-- Dataset entries --
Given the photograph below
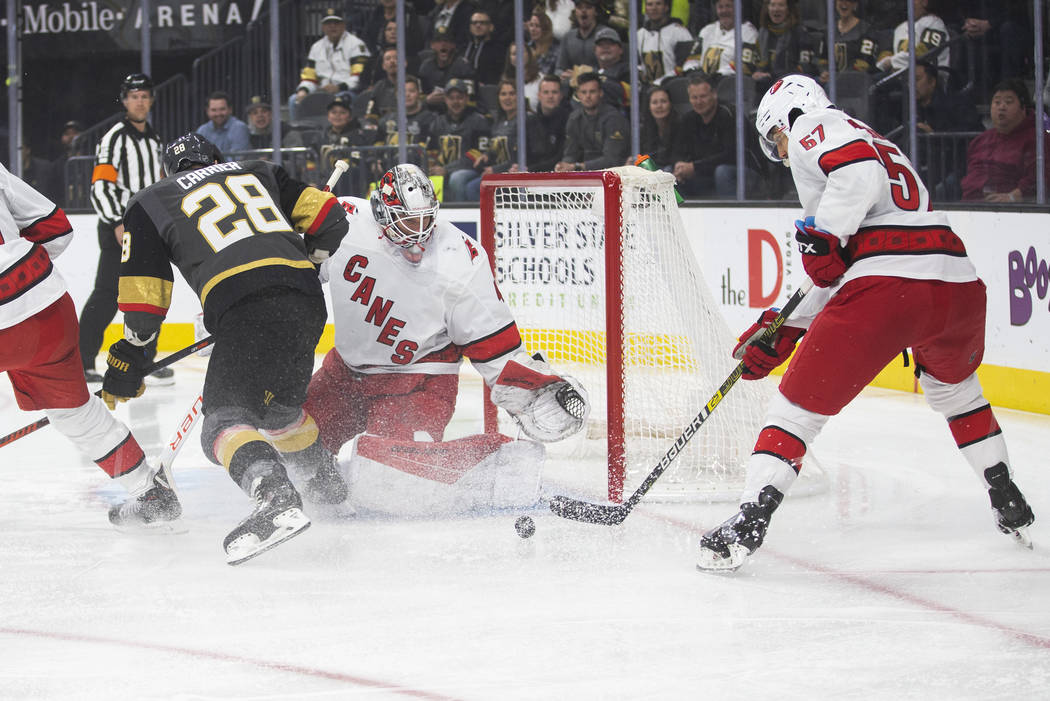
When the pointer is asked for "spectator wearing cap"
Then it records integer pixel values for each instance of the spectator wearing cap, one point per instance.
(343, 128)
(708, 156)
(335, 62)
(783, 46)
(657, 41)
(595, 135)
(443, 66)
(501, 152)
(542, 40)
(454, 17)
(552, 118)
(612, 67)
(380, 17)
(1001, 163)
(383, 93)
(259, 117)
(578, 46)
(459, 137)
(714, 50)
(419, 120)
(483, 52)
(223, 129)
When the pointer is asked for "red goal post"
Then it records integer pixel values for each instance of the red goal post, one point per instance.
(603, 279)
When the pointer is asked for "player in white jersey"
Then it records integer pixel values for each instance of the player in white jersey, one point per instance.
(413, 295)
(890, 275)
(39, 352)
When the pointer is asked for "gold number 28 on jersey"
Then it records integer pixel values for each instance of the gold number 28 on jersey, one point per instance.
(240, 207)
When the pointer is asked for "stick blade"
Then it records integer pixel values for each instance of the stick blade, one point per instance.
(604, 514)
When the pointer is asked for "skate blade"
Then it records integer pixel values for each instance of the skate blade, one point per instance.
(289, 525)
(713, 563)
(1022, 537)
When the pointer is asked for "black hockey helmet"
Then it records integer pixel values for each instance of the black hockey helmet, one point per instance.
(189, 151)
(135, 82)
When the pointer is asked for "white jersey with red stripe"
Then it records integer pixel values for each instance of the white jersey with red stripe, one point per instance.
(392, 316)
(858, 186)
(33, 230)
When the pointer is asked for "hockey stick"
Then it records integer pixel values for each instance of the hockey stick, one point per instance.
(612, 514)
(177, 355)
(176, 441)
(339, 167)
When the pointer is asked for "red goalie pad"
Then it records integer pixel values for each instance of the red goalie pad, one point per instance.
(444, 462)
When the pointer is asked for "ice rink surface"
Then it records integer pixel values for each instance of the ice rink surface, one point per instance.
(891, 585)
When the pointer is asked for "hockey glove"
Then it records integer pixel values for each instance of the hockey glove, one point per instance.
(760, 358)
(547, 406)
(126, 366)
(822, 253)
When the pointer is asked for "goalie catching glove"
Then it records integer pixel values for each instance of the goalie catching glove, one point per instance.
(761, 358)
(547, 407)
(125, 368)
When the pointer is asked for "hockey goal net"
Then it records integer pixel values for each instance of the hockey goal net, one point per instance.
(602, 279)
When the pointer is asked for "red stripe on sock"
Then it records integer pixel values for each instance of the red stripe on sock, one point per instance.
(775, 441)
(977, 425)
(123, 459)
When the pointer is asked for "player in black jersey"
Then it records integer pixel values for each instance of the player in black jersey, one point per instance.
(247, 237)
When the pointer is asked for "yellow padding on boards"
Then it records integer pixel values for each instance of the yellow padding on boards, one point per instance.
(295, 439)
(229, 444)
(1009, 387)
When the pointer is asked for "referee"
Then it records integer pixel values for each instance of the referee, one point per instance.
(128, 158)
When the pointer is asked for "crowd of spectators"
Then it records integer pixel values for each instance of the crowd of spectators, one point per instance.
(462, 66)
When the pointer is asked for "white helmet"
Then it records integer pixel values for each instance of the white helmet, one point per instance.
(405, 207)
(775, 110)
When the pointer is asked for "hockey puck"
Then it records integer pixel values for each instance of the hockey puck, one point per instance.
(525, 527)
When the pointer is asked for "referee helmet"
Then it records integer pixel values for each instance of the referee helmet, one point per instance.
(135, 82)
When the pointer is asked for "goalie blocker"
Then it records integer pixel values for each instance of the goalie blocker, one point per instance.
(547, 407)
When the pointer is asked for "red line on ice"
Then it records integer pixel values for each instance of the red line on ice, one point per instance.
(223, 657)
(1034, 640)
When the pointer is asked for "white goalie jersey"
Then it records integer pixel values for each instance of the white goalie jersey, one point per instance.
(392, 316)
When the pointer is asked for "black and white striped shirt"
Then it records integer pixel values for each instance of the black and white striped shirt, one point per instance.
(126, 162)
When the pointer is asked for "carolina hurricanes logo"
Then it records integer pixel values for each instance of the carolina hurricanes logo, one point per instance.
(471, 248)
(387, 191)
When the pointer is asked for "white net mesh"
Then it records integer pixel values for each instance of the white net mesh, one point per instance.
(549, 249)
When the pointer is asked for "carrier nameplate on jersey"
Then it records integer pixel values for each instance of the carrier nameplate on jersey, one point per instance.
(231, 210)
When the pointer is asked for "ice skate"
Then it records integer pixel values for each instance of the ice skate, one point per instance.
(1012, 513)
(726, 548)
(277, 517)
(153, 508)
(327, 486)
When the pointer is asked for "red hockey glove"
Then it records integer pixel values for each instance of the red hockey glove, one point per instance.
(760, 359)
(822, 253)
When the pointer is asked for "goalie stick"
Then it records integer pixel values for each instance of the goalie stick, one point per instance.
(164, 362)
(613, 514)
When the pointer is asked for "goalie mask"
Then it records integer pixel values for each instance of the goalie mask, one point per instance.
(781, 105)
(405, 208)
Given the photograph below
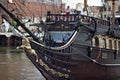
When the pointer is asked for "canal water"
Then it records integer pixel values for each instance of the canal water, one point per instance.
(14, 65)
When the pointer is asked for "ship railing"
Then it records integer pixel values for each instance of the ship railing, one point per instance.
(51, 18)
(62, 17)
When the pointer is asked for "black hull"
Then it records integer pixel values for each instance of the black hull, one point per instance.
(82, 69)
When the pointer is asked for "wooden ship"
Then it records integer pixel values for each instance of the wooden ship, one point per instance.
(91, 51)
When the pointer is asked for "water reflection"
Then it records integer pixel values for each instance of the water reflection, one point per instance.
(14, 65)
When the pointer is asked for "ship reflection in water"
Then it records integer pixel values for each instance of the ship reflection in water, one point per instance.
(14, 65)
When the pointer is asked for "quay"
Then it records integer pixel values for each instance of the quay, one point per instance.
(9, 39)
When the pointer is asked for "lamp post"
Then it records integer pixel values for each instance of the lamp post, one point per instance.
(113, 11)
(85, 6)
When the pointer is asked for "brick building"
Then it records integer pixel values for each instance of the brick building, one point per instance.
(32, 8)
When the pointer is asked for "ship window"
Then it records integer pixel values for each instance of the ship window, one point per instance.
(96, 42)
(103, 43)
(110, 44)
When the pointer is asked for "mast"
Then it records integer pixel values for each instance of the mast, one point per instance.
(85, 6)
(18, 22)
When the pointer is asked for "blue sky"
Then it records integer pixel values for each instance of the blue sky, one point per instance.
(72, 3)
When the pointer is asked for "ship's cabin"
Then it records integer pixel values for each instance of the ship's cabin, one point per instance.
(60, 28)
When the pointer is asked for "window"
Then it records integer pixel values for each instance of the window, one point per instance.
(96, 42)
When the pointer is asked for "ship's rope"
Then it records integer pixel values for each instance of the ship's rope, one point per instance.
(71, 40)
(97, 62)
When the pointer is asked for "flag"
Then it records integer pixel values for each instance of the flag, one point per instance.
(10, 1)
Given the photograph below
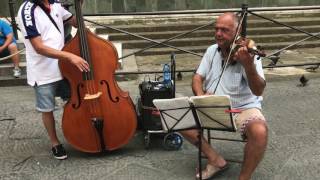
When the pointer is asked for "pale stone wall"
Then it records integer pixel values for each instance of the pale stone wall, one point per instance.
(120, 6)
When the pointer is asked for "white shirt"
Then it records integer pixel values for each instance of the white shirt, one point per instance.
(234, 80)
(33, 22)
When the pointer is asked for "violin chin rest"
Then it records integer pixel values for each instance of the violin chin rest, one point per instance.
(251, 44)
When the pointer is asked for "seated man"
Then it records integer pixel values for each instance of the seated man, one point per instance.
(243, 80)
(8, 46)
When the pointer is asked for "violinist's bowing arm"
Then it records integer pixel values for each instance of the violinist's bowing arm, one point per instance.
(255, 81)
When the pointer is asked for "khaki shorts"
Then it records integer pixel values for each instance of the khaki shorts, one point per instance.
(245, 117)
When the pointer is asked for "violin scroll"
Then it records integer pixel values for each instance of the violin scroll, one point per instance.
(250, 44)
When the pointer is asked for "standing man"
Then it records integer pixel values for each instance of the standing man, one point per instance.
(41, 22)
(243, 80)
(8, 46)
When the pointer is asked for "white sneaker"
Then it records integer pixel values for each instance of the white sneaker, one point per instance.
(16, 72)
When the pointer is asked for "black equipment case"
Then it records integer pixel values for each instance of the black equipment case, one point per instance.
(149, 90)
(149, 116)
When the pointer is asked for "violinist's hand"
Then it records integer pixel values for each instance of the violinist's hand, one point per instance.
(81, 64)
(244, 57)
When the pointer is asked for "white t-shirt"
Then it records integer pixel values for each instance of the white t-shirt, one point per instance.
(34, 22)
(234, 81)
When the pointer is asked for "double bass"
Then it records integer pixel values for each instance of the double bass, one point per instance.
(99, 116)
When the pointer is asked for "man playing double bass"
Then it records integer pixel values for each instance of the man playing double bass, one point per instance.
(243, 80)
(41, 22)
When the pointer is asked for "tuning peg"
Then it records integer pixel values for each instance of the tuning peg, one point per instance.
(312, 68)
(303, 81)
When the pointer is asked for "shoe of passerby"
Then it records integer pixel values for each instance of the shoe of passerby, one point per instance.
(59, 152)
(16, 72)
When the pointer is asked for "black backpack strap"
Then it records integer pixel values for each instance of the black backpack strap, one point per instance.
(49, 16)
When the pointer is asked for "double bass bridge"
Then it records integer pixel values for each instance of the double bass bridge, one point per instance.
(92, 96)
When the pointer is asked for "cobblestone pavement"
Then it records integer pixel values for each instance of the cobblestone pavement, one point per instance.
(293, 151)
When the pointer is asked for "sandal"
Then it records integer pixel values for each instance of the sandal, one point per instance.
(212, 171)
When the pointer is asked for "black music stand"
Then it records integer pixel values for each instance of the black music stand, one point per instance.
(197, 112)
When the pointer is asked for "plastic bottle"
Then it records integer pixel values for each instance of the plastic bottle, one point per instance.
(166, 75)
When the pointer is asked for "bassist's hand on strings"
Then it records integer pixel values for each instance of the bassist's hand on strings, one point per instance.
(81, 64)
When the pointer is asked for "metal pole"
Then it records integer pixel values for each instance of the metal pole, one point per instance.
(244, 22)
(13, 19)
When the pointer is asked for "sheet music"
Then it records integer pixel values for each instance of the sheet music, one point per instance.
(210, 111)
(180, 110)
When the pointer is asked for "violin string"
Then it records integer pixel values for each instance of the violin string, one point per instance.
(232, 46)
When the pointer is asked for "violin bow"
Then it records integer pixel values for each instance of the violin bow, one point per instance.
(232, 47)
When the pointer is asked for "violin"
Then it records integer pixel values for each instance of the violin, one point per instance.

---

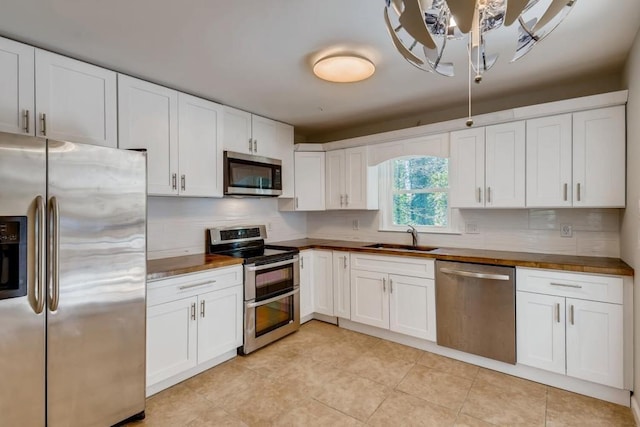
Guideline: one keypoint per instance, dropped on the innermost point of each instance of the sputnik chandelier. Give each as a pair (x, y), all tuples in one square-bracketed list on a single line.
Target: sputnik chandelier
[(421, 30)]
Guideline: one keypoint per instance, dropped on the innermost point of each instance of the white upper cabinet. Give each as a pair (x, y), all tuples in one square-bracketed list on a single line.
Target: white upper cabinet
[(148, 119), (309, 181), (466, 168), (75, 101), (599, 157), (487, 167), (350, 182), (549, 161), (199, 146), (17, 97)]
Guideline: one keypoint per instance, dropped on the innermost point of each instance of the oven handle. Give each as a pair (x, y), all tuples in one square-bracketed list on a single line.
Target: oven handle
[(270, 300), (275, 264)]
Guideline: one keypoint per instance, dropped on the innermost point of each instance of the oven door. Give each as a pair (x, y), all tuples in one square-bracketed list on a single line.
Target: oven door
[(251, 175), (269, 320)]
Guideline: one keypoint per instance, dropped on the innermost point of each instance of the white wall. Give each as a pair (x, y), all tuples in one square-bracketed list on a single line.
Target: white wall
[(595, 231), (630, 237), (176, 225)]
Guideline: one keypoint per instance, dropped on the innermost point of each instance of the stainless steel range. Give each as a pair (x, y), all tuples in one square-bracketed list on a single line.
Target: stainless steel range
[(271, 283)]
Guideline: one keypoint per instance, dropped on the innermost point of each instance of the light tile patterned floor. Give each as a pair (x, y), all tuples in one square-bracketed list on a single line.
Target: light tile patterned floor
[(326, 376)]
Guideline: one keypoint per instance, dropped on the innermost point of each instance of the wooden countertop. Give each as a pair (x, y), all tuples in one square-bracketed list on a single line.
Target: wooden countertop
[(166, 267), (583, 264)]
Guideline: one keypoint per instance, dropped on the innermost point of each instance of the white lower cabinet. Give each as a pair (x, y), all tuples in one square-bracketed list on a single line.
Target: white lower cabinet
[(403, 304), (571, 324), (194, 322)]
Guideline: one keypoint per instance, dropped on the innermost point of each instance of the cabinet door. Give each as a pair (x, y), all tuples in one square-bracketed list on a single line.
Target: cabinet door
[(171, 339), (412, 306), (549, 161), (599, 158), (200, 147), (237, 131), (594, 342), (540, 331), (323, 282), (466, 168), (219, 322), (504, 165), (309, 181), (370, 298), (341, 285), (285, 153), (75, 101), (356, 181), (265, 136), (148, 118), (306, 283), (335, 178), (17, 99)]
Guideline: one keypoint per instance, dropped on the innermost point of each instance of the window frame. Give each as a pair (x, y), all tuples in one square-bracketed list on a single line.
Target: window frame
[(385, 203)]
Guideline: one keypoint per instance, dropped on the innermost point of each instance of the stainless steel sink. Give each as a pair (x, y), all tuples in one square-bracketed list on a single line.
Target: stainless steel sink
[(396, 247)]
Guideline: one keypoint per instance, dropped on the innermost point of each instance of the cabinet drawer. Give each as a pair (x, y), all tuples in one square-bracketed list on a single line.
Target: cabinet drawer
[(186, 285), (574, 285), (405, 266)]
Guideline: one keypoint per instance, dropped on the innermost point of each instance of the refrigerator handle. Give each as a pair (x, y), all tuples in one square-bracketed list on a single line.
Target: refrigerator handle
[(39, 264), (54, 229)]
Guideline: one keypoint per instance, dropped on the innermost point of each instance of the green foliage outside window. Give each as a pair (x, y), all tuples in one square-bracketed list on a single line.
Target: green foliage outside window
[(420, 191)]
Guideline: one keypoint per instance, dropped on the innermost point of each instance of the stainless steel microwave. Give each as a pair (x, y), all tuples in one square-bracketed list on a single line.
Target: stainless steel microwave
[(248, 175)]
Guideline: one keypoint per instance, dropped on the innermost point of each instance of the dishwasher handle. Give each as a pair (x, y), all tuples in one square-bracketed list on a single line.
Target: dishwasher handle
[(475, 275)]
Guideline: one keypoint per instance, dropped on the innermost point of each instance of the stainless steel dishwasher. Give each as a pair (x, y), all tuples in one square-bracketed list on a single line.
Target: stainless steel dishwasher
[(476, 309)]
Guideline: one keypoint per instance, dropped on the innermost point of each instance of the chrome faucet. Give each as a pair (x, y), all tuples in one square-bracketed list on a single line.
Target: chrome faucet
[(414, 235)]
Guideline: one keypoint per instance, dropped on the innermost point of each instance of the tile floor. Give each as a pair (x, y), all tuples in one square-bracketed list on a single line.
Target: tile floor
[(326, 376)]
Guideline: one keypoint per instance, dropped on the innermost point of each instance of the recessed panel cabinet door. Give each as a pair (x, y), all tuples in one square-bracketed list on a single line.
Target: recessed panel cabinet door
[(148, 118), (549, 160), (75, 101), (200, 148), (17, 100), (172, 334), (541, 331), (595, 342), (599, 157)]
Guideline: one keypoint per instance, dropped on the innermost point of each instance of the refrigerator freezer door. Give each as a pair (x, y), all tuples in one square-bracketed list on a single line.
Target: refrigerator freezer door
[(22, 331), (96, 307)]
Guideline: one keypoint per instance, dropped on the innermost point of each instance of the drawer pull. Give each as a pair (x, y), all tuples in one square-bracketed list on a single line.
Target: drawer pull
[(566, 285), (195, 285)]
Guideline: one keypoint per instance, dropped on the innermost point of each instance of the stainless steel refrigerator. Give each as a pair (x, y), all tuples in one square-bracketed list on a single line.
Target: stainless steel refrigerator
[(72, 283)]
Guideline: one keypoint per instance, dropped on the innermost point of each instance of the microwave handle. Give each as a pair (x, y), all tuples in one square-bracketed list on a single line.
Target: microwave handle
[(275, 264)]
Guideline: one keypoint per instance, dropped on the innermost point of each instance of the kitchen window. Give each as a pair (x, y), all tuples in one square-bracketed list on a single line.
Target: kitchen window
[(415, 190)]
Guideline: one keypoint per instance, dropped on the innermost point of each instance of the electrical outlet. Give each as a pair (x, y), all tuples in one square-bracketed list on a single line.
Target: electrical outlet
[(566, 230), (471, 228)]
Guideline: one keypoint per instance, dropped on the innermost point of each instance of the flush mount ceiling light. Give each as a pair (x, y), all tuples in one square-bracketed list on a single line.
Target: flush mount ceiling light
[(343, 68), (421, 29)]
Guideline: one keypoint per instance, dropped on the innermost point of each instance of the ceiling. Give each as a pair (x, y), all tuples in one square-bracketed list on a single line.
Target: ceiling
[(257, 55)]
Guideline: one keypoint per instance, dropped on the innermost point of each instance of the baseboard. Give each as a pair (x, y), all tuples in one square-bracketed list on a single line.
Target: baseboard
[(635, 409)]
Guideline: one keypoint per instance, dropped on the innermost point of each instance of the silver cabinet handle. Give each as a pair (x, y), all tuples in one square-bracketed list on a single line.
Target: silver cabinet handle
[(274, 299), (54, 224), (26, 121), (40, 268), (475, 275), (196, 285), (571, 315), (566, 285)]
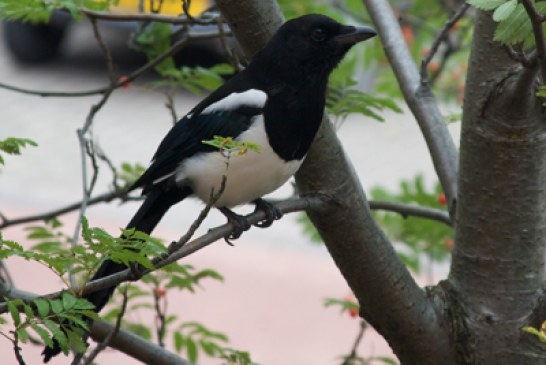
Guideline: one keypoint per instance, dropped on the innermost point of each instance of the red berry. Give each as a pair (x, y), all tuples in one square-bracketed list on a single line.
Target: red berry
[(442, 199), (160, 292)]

-- What is expected --
Above is a listing; print exactly its lines from the one with "pole, one point per instance." through the one with "violin, one point per instance.", and no other lines.

-- Completed exercise --
Then it records integer pixel values for each instance of the metal pole, one point per instance.
(244, 22)
(13, 19)
When the pointer is asked for "sheet music"
Then it records integer pixel values for each instance of the sheet music, one point per instance.
(210, 111)
(180, 110)
When the pointer is asked for "violin string"
Then it records integer pixel values for each instance of the violin string, one point per instance.
(232, 46)
When the pointer is asked for "violin bow"
Then it records integer pixel values for each instance of the violin bow, one point per instance.
(232, 47)
When the pointer is asked for "violin"
Then it records integer pixel values for each instance of the violin, one point per instance.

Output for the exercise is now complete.